## start Material shown
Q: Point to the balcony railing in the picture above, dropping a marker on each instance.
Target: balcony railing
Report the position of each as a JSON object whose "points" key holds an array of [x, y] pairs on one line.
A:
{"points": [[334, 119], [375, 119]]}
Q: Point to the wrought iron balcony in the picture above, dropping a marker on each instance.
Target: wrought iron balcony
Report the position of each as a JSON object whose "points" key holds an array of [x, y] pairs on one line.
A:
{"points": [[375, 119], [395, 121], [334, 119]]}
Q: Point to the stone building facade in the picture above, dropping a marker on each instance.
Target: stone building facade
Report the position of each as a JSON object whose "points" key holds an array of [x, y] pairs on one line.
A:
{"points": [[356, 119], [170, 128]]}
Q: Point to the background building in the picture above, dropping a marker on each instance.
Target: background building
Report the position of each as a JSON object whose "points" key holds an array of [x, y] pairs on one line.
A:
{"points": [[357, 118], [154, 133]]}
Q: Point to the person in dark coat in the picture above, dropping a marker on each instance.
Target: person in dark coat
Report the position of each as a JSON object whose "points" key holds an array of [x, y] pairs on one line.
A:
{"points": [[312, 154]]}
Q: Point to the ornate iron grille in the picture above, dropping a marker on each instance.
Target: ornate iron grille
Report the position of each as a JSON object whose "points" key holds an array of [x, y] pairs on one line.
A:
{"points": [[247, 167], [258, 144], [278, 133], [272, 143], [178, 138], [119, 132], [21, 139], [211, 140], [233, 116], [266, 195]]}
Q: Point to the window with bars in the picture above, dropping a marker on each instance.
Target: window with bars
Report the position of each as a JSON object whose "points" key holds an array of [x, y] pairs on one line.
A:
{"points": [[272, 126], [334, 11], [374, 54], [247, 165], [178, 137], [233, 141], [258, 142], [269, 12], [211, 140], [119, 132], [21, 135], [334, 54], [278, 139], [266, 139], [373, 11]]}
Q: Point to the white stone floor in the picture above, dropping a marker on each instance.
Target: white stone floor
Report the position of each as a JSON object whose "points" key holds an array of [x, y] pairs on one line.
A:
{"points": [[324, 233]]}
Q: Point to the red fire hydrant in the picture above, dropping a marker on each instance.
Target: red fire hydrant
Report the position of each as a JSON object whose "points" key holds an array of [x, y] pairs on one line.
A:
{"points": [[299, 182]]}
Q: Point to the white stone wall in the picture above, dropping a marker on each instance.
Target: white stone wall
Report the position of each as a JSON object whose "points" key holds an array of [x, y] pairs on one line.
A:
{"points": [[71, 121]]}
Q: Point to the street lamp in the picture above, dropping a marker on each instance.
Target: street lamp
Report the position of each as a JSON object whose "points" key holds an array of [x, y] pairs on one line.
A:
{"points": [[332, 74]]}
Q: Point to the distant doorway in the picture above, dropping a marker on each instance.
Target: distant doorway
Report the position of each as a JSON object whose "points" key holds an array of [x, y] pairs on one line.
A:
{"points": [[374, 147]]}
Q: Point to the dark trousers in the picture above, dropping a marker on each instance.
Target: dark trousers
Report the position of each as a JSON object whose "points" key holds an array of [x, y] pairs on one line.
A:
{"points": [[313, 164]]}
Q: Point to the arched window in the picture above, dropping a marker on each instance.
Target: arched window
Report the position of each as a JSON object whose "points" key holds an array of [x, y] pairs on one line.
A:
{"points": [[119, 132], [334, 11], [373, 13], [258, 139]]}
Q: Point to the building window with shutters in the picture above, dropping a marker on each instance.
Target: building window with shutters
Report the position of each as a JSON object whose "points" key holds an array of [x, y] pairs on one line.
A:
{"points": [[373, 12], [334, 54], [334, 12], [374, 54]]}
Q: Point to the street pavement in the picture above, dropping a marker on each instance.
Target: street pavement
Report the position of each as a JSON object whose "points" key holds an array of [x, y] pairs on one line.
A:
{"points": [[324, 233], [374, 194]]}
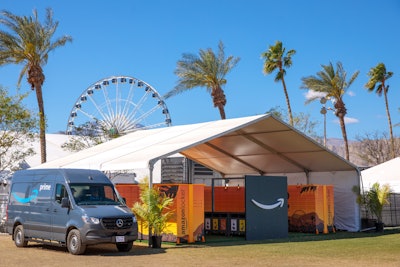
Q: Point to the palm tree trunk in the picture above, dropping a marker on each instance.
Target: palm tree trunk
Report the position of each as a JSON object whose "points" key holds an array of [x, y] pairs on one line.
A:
{"points": [[42, 123], [287, 102], [222, 112], [219, 100], [390, 125], [344, 133]]}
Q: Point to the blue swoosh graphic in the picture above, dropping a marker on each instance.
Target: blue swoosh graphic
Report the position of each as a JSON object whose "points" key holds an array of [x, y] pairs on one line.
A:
{"points": [[35, 192]]}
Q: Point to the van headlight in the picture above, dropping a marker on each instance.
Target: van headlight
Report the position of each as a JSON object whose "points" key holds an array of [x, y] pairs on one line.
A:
{"points": [[90, 220]]}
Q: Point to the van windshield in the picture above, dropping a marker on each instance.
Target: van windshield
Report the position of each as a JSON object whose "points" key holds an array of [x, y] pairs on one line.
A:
{"points": [[94, 194]]}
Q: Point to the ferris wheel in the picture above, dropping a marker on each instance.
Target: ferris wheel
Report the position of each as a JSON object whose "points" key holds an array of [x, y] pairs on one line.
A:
{"points": [[116, 106]]}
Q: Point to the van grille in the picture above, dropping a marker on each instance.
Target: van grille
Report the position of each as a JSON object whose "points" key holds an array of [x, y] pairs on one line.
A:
{"points": [[117, 223]]}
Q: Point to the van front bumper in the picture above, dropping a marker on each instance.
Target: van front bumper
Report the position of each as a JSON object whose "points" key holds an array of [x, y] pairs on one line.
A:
{"points": [[98, 235]]}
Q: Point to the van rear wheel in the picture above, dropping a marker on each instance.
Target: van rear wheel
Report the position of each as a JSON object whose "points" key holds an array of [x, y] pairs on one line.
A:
{"points": [[19, 236], [74, 243], [124, 247]]}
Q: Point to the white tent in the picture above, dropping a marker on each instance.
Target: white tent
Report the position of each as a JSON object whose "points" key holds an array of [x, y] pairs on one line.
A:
{"points": [[257, 145], [384, 173]]}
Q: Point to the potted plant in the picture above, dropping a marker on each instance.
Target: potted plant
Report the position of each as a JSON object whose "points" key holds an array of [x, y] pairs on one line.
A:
{"points": [[374, 200], [153, 211]]}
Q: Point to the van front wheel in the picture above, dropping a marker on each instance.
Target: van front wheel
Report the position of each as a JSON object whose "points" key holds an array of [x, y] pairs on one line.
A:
{"points": [[19, 236], [74, 243]]}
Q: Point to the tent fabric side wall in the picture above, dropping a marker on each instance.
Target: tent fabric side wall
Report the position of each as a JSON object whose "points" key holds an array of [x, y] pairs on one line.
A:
{"points": [[347, 211]]}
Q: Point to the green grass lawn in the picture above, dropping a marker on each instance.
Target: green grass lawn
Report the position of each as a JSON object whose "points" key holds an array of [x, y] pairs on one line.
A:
{"points": [[341, 249], [334, 249]]}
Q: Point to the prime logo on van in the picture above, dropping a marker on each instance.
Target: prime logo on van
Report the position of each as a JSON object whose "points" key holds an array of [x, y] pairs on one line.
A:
{"points": [[34, 194]]}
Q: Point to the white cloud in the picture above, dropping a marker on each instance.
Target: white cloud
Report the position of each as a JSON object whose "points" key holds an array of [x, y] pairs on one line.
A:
{"points": [[351, 93]]}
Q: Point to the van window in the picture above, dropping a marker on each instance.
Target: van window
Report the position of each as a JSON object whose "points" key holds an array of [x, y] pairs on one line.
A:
{"points": [[38, 193], [61, 192], [94, 194]]}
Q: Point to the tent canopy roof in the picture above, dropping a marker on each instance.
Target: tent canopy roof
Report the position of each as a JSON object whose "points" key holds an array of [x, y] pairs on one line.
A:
{"points": [[251, 145]]}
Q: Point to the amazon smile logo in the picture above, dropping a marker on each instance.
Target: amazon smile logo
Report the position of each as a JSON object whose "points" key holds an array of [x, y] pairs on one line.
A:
{"points": [[279, 203]]}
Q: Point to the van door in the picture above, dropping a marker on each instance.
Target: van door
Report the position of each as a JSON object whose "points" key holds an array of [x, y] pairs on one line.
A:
{"points": [[60, 216], [39, 219]]}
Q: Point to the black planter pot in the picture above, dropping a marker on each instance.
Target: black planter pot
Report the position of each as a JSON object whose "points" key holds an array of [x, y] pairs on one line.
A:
{"points": [[379, 227], [156, 241]]}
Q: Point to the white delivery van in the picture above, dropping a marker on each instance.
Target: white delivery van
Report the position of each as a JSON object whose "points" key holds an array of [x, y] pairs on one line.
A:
{"points": [[68, 207]]}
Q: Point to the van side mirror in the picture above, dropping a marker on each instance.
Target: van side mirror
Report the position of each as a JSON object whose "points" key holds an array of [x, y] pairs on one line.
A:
{"points": [[65, 202]]}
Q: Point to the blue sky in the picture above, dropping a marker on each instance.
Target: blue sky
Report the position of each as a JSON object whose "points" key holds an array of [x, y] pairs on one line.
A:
{"points": [[145, 39]]}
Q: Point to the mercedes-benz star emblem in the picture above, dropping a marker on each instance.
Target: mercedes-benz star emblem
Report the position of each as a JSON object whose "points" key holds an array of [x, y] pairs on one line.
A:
{"points": [[119, 223]]}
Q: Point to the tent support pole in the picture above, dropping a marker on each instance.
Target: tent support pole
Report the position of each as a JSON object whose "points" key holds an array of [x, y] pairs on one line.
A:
{"points": [[307, 176]]}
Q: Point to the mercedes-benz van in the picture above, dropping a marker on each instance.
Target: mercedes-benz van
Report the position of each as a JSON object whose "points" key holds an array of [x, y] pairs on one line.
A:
{"points": [[68, 207]]}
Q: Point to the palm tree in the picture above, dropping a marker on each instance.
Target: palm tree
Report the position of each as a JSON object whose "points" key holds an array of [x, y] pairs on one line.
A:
{"points": [[333, 83], [276, 59], [205, 70], [377, 82], [28, 42]]}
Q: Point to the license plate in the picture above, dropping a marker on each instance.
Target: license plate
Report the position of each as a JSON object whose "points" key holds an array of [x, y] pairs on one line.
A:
{"points": [[119, 239]]}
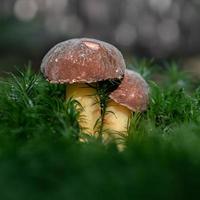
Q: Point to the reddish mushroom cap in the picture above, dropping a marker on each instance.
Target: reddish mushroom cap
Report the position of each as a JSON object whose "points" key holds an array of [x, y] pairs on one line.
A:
{"points": [[133, 92], [83, 60]]}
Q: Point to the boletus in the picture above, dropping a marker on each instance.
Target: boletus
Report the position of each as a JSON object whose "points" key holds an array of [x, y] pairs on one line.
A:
{"points": [[132, 95], [81, 64]]}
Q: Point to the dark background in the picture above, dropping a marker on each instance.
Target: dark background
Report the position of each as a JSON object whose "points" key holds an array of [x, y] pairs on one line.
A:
{"points": [[161, 29]]}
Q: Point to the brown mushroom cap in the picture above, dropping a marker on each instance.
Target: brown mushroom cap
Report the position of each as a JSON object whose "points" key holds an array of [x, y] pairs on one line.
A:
{"points": [[83, 60], [133, 92]]}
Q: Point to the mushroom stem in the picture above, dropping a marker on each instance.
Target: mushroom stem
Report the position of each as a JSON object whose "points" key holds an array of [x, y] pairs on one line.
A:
{"points": [[90, 109], [116, 122]]}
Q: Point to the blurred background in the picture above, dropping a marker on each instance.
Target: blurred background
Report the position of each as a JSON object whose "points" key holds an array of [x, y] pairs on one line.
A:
{"points": [[160, 29]]}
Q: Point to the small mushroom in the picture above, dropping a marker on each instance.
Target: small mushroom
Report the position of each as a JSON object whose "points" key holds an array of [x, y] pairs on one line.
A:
{"points": [[132, 95], [78, 63]]}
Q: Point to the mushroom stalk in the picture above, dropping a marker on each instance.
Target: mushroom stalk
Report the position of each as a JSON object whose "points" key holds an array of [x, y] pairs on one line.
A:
{"points": [[116, 122], [90, 109]]}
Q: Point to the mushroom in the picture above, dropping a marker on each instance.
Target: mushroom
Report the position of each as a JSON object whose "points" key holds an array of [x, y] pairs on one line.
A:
{"points": [[81, 63], [132, 95]]}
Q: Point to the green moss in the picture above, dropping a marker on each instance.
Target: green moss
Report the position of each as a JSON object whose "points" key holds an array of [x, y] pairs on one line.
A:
{"points": [[41, 158]]}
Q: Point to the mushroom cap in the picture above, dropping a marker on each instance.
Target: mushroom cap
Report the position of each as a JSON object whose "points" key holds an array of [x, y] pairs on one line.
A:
{"points": [[83, 60], [133, 92]]}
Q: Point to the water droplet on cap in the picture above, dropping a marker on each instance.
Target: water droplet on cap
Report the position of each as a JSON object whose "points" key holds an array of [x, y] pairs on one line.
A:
{"points": [[92, 45]]}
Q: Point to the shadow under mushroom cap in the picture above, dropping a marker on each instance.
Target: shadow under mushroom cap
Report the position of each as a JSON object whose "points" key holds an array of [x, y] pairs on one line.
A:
{"points": [[133, 92]]}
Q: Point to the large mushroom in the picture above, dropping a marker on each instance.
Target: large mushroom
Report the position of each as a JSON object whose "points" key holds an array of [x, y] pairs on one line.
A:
{"points": [[79, 63], [132, 95]]}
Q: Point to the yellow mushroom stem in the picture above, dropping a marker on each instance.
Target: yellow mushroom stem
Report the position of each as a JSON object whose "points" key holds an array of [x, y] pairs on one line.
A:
{"points": [[90, 109], [116, 122]]}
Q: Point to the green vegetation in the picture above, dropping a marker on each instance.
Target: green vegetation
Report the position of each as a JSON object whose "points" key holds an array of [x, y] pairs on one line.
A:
{"points": [[41, 158]]}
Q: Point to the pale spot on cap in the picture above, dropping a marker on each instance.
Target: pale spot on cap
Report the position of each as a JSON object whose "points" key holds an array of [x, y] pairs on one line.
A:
{"points": [[92, 45]]}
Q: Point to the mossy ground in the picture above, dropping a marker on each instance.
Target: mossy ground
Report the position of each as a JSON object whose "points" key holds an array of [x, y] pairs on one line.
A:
{"points": [[41, 158]]}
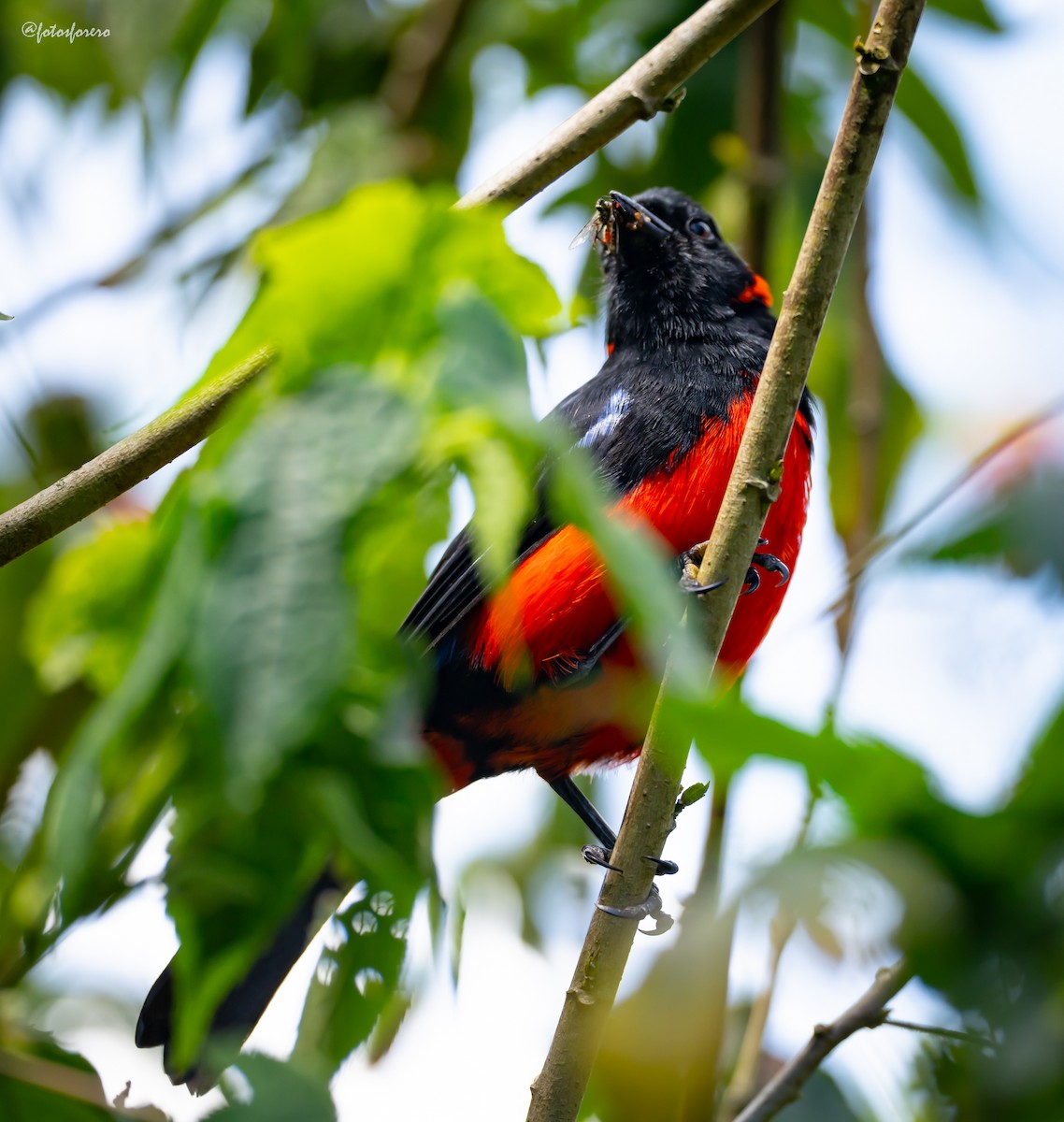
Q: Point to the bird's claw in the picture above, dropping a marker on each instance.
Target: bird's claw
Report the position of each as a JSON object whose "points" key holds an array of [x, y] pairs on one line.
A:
{"points": [[689, 583], [597, 856], [770, 564], [664, 868], [690, 562], [651, 907]]}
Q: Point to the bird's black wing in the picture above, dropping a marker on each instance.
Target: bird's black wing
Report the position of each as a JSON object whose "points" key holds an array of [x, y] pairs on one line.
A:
{"points": [[595, 414]]}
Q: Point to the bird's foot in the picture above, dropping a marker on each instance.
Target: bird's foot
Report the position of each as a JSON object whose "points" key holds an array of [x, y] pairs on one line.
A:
{"points": [[651, 907], [597, 856], [690, 562], [770, 564]]}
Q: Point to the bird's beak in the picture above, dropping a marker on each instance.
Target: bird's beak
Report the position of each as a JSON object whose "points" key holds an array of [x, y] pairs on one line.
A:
{"points": [[630, 214]]}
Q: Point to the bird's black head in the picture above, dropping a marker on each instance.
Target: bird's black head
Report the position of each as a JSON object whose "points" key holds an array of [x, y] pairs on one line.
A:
{"points": [[670, 278]]}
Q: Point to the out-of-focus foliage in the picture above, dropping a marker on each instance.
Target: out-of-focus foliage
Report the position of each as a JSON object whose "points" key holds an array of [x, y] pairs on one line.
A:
{"points": [[234, 655], [1019, 527]]}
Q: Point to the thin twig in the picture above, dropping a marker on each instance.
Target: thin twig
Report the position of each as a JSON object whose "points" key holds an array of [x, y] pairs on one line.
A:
{"points": [[123, 465], [642, 91], [559, 1088], [866, 416], [867, 1013], [700, 1086], [70, 1083], [886, 541], [418, 57], [743, 1084], [935, 1030]]}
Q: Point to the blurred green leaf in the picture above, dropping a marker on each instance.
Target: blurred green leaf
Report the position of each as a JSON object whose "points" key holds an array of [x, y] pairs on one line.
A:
{"points": [[45, 1082], [1015, 528], [279, 1093], [933, 122], [84, 622], [275, 615]]}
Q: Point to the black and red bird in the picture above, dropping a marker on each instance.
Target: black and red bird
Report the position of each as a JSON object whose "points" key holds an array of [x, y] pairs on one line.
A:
{"points": [[539, 673]]}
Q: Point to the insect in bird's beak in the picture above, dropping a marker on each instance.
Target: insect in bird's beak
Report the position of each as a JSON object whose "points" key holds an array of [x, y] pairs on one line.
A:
{"points": [[634, 217], [599, 228]]}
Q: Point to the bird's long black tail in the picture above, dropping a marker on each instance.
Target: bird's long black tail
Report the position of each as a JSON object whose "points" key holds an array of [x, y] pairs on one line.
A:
{"points": [[245, 1004]]}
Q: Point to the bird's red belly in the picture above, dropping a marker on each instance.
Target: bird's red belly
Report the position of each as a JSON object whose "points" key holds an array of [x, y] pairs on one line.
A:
{"points": [[557, 605]]}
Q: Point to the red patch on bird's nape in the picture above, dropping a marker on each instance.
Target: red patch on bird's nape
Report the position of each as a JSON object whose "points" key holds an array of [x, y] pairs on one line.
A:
{"points": [[756, 290]]}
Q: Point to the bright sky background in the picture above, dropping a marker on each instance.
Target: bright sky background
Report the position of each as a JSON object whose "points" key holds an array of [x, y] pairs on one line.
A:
{"points": [[967, 317]]}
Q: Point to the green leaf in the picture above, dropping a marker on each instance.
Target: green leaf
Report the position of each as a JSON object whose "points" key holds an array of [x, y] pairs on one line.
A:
{"points": [[273, 628], [280, 1093], [889, 422], [45, 1082], [933, 122], [85, 618], [364, 279], [1014, 530]]}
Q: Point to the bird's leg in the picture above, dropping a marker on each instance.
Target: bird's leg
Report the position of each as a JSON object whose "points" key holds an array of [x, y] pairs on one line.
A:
{"points": [[690, 562], [650, 907], [586, 812], [770, 564]]}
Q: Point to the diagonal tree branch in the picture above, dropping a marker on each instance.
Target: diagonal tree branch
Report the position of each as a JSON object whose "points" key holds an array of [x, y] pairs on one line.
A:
{"points": [[638, 94], [867, 1013], [123, 465], [644, 90], [559, 1088]]}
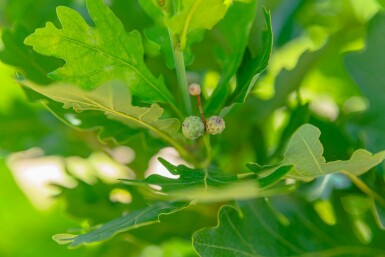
## end Material shown
**Problem to work on**
Find every line in the records above that contains the string "claw", and copy each of those lines in full. Case counts.

**Output for this exercise**
Q: Point to the bird's claw in the picture above, dropping a marker on each instance.
Target: bird's claw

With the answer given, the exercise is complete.